# Written instruction
Count the lines of the rows below that contain the string "front", with case counting, and give only the number.

Location identification rows
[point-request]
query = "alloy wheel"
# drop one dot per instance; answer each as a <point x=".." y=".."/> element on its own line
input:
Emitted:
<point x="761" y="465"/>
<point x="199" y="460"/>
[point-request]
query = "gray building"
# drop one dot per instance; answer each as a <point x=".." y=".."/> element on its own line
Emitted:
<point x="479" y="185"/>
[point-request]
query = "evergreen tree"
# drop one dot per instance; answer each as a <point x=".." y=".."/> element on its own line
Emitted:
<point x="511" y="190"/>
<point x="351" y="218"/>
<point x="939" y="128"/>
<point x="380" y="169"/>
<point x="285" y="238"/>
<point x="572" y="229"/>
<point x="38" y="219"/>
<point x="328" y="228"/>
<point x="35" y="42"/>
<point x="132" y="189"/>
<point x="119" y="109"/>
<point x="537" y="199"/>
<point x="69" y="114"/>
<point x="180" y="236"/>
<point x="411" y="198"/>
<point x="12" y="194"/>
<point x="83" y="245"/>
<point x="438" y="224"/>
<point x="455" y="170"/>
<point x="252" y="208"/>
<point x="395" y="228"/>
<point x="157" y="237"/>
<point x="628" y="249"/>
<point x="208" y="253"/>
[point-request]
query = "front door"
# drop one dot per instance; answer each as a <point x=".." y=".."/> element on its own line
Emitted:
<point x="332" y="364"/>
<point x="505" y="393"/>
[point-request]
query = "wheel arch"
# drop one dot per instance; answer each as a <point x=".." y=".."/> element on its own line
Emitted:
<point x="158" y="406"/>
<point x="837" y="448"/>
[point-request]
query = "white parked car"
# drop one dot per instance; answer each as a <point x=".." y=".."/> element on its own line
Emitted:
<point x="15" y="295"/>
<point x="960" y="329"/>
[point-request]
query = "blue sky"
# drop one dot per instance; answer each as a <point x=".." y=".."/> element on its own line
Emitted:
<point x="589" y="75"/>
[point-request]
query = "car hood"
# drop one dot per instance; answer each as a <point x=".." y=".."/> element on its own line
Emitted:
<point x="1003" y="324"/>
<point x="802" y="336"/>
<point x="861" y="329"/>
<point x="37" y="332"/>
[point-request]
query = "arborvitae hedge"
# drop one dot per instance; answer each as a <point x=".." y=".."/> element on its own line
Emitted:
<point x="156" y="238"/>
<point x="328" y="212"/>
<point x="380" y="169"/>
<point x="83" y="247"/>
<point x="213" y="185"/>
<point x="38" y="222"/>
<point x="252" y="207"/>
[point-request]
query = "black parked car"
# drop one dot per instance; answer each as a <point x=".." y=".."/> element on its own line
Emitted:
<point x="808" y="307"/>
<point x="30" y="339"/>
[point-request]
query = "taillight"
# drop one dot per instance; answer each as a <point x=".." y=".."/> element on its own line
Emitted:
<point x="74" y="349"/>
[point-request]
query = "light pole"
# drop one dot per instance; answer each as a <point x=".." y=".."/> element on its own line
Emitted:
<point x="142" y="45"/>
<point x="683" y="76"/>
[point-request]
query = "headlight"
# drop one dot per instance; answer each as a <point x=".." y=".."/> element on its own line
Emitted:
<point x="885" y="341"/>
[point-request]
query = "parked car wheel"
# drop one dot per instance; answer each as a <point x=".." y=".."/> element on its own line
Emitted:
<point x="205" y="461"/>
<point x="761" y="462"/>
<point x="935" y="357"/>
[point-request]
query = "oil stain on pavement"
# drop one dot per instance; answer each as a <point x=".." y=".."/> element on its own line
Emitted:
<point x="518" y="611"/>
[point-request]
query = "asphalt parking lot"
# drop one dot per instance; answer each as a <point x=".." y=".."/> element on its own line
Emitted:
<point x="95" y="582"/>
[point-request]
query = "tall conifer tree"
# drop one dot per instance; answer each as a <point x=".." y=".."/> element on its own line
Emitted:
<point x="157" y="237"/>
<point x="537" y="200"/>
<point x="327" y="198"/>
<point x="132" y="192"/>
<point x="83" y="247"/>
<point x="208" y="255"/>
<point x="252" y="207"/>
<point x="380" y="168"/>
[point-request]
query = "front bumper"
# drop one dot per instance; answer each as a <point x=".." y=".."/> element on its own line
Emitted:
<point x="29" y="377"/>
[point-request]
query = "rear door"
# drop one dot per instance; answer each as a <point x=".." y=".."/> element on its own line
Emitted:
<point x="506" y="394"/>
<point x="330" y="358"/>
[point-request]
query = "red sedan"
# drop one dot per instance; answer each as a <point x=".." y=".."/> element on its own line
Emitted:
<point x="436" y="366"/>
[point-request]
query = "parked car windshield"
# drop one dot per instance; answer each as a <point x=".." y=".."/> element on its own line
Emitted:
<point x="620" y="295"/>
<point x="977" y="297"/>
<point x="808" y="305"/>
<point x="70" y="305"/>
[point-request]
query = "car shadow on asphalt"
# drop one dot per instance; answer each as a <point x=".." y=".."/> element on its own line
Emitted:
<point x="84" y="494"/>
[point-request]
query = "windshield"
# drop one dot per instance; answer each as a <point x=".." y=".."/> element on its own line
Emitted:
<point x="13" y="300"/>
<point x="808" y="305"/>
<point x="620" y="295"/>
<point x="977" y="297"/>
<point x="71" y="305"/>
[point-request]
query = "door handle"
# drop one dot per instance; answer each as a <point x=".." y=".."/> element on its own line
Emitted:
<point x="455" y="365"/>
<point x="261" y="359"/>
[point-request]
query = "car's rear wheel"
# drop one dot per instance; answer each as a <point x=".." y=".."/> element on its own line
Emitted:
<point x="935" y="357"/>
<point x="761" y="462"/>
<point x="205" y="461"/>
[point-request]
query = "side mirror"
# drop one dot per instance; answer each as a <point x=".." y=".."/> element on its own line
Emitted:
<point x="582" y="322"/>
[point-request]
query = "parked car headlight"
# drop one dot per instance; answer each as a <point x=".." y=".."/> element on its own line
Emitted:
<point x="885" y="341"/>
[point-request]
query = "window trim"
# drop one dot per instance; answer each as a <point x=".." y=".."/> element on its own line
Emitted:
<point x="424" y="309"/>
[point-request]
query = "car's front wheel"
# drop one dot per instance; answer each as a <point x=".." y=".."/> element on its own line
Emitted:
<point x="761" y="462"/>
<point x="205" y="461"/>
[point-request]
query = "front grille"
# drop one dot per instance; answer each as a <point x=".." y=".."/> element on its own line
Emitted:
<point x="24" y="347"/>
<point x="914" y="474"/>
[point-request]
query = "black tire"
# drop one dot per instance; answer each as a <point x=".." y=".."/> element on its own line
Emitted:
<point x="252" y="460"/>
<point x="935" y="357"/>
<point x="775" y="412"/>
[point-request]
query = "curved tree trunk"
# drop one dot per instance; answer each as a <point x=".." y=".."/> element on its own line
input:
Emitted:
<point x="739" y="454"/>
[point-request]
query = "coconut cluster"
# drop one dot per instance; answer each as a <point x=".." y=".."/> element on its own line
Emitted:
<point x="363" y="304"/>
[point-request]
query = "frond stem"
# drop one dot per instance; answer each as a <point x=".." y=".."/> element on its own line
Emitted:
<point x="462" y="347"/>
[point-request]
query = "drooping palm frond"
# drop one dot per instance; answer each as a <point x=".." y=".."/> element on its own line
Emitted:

# Exercise response
4